**Task prompt**:
Pull out every one of the entries below and copy each line verbatim, without changing anything.
── Listed entries ──
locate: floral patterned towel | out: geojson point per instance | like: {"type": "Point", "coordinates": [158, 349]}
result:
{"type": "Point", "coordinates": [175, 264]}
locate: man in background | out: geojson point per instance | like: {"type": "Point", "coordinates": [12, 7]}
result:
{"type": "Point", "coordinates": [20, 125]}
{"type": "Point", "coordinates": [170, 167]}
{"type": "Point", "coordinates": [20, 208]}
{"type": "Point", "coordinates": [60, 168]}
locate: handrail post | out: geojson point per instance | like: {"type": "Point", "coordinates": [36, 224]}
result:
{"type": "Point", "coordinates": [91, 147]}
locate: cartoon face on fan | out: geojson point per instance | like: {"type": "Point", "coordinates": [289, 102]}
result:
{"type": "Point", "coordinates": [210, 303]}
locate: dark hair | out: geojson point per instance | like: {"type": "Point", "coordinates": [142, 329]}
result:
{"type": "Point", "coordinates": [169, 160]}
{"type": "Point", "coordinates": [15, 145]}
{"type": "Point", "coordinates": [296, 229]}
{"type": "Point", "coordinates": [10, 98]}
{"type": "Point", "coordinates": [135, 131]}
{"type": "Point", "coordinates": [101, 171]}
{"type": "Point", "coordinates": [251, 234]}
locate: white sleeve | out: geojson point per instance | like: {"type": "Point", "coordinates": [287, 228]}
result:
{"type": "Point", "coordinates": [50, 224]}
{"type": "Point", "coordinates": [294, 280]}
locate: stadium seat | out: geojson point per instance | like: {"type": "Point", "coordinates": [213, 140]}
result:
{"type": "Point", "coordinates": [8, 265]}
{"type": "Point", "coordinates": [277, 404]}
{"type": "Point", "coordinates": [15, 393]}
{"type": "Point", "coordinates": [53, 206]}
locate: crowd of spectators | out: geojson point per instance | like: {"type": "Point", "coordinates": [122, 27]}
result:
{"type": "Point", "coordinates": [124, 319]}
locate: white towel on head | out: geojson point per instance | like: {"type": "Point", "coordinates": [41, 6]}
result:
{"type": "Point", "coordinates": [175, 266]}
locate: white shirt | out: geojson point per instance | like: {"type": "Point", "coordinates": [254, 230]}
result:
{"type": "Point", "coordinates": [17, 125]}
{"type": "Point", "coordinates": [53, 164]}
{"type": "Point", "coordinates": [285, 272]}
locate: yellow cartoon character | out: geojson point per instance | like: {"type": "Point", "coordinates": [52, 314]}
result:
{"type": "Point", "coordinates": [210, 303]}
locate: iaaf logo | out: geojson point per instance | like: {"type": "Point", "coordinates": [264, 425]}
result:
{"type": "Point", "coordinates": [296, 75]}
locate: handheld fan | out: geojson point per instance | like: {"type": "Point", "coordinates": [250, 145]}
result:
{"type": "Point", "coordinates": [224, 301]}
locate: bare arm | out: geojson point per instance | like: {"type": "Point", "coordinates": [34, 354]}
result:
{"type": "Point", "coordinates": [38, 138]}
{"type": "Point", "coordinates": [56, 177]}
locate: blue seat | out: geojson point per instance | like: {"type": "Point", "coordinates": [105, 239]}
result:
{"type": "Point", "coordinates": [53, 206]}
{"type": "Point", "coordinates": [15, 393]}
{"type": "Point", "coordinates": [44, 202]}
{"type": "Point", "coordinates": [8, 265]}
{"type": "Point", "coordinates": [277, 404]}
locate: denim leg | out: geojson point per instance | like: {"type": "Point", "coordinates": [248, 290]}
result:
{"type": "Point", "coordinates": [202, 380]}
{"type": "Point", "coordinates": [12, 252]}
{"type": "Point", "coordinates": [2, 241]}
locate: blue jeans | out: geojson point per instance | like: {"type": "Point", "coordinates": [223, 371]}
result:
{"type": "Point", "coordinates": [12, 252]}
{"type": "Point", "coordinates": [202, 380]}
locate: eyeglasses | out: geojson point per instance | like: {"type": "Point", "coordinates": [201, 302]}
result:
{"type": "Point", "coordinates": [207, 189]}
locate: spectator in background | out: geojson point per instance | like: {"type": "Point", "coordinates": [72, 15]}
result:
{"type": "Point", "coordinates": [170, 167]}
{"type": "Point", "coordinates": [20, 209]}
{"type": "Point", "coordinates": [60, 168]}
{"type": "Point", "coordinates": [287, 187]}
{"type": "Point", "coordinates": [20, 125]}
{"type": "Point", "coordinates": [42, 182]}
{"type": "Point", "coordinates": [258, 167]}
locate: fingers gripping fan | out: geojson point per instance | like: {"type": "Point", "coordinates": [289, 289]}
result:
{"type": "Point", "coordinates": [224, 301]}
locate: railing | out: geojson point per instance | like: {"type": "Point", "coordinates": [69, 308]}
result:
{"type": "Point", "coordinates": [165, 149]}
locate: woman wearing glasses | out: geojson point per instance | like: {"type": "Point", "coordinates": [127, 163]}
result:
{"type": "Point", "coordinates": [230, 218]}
───
**Worked answer**:
locate: floral patterned towel | out: geojson point per instance | like: {"type": "Point", "coordinates": [158, 349]}
result:
{"type": "Point", "coordinates": [175, 264]}
locate: man in background | out: geojson point per instance | like: {"type": "Point", "coordinates": [12, 7]}
result:
{"type": "Point", "coordinates": [20, 125]}
{"type": "Point", "coordinates": [170, 167]}
{"type": "Point", "coordinates": [20, 208]}
{"type": "Point", "coordinates": [60, 168]}
locate: handrail post | out: geojson point per instance | like: {"type": "Point", "coordinates": [36, 224]}
result:
{"type": "Point", "coordinates": [91, 147]}
locate: cartoon face on fan | out: geojson point per instance | like: {"type": "Point", "coordinates": [289, 102]}
result:
{"type": "Point", "coordinates": [210, 303]}
locate: dark hair | out: geojson point per instance | like: {"type": "Point", "coordinates": [142, 329]}
result:
{"type": "Point", "coordinates": [169, 160]}
{"type": "Point", "coordinates": [15, 145]}
{"type": "Point", "coordinates": [296, 229]}
{"type": "Point", "coordinates": [10, 98]}
{"type": "Point", "coordinates": [135, 131]}
{"type": "Point", "coordinates": [101, 171]}
{"type": "Point", "coordinates": [251, 234]}
locate: white sleeve | out: geojson point per instance | like: {"type": "Point", "coordinates": [287, 228]}
result:
{"type": "Point", "coordinates": [50, 224]}
{"type": "Point", "coordinates": [294, 280]}
locate: stadium seat | out: geojson point per instance | like: {"type": "Point", "coordinates": [213, 140]}
result:
{"type": "Point", "coordinates": [8, 265]}
{"type": "Point", "coordinates": [277, 404]}
{"type": "Point", "coordinates": [15, 393]}
{"type": "Point", "coordinates": [53, 206]}
locate: crowd of spectators | out: geojson point per instance | like: {"type": "Point", "coordinates": [122, 27]}
result:
{"type": "Point", "coordinates": [124, 319]}
locate: white towel on head | out: geojson point per instance | like: {"type": "Point", "coordinates": [41, 6]}
result:
{"type": "Point", "coordinates": [175, 266]}
locate: white shirt | out: geojson point per instance | like: {"type": "Point", "coordinates": [254, 230]}
result:
{"type": "Point", "coordinates": [17, 125]}
{"type": "Point", "coordinates": [53, 164]}
{"type": "Point", "coordinates": [285, 272]}
locate: yellow cartoon character | out: geojson point per instance | like: {"type": "Point", "coordinates": [52, 314]}
result:
{"type": "Point", "coordinates": [210, 303]}
locate: iaaf logo | out: geojson point per instance | like: {"type": "Point", "coordinates": [264, 425]}
result:
{"type": "Point", "coordinates": [296, 75]}
locate: handheld fan | out: geojson point per instance | like: {"type": "Point", "coordinates": [250, 145]}
result:
{"type": "Point", "coordinates": [224, 301]}
locate: bare arm | out: geojson point per instance | like: {"type": "Point", "coordinates": [34, 354]}
result:
{"type": "Point", "coordinates": [38, 138]}
{"type": "Point", "coordinates": [56, 177]}
locate: blue seat | out: geojson point per instance | like: {"type": "Point", "coordinates": [105, 239]}
result:
{"type": "Point", "coordinates": [53, 206]}
{"type": "Point", "coordinates": [15, 393]}
{"type": "Point", "coordinates": [44, 202]}
{"type": "Point", "coordinates": [8, 265]}
{"type": "Point", "coordinates": [277, 404]}
locate: denim leg | out: geojson point per instance | like: {"type": "Point", "coordinates": [248, 290]}
result:
{"type": "Point", "coordinates": [202, 380]}
{"type": "Point", "coordinates": [12, 252]}
{"type": "Point", "coordinates": [2, 241]}
locate: blue jeans | out: geojson point per instance | like: {"type": "Point", "coordinates": [223, 371]}
result:
{"type": "Point", "coordinates": [12, 252]}
{"type": "Point", "coordinates": [202, 380]}
locate: eyeglasses | out: geojson point per instance | like: {"type": "Point", "coordinates": [201, 302]}
result:
{"type": "Point", "coordinates": [207, 189]}
locate: spectator in background | out: geojson point per instance | like: {"type": "Point", "coordinates": [72, 15]}
result:
{"type": "Point", "coordinates": [170, 167]}
{"type": "Point", "coordinates": [20, 209]}
{"type": "Point", "coordinates": [60, 168]}
{"type": "Point", "coordinates": [287, 187]}
{"type": "Point", "coordinates": [20, 125]}
{"type": "Point", "coordinates": [42, 182]}
{"type": "Point", "coordinates": [258, 167]}
locate: fingers gripping fan | out: geojson point per instance | like: {"type": "Point", "coordinates": [289, 289]}
result:
{"type": "Point", "coordinates": [224, 301]}
locate: railing | out: geojson point per instance | like: {"type": "Point", "coordinates": [69, 308]}
result:
{"type": "Point", "coordinates": [165, 149]}
locate: woman wearing glasses | out: geojson point per instance | like: {"type": "Point", "coordinates": [127, 163]}
result:
{"type": "Point", "coordinates": [230, 218]}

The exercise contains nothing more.